[RECORDS FOR PROCESSING]:
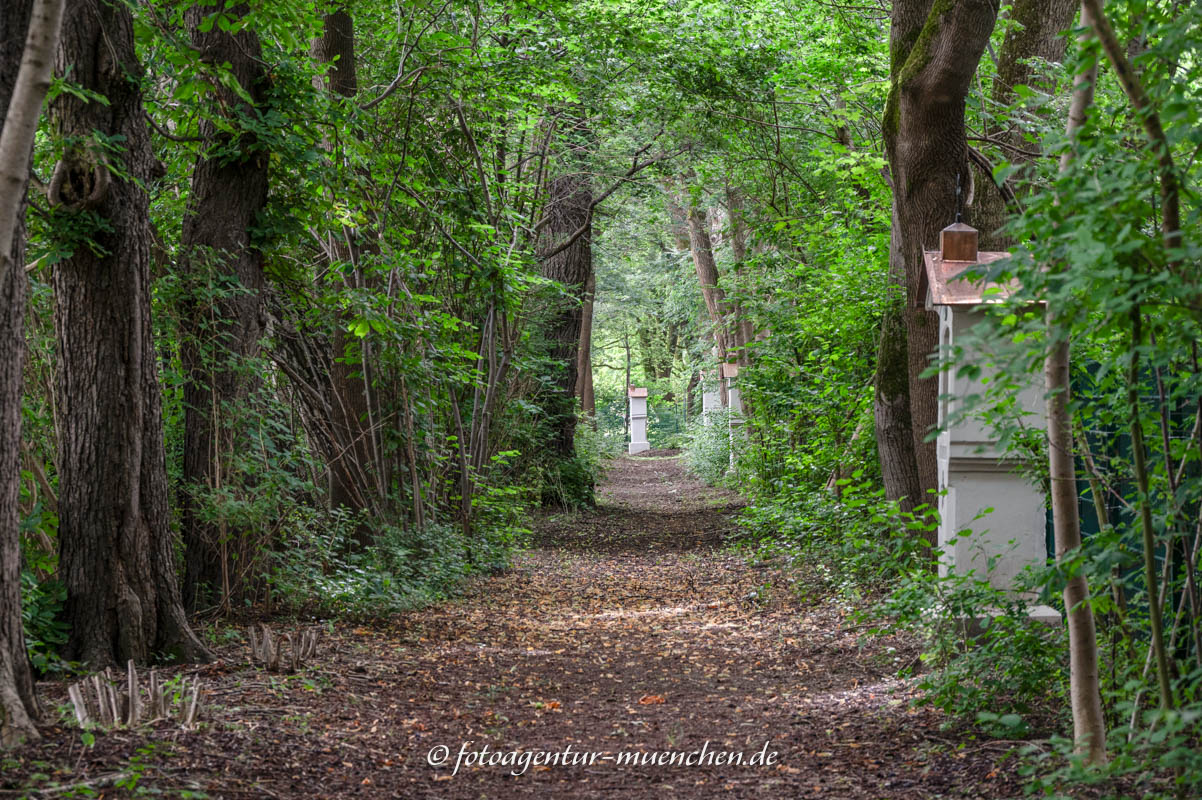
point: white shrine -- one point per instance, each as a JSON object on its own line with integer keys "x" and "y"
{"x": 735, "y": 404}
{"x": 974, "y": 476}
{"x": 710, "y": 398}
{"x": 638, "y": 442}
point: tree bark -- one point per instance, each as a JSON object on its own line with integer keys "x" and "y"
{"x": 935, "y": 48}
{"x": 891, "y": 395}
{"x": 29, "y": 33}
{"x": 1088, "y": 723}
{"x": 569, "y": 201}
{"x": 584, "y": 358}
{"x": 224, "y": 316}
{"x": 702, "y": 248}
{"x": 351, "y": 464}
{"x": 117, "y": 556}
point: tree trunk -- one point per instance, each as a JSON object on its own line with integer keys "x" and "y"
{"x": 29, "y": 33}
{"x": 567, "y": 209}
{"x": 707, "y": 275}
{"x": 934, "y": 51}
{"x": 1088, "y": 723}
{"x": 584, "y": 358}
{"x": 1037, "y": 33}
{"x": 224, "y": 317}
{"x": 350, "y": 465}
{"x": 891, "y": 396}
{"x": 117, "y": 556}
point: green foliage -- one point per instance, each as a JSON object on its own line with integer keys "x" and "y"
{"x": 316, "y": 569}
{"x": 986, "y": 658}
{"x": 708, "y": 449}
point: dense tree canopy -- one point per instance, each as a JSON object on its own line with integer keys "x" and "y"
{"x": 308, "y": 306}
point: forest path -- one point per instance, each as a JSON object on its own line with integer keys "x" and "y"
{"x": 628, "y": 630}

---

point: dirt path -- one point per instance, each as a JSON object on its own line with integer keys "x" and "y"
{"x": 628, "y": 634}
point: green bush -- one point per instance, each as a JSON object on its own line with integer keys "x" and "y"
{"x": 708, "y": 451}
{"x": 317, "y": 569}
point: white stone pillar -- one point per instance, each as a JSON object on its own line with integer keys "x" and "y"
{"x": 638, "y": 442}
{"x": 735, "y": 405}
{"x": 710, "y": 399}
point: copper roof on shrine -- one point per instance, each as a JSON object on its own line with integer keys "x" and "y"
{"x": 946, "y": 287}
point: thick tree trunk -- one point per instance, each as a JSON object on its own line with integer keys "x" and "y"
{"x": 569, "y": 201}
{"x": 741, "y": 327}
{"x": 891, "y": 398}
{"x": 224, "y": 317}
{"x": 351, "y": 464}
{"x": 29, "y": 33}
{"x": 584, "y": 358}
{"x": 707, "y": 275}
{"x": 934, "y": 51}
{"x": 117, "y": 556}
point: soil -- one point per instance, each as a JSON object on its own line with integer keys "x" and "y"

[WORK TO BE COMPLETED]:
After locating the line holding "point: thick tree" above, output exactly that line and every line after it through the line holding "point: soil -- one". Include nothing else.

[SOLUTION TO THIS EXERCISE]:
point: thick tree trunk -- one point per instance, each as a JSON object on its own line with integer keys "x" and "y"
{"x": 569, "y": 201}
{"x": 741, "y": 327}
{"x": 891, "y": 398}
{"x": 224, "y": 317}
{"x": 351, "y": 464}
{"x": 29, "y": 33}
{"x": 584, "y": 358}
{"x": 707, "y": 275}
{"x": 934, "y": 51}
{"x": 117, "y": 556}
point: soil -- one point per instance, each as a JSON object on its own line with integer keys "x" and "y"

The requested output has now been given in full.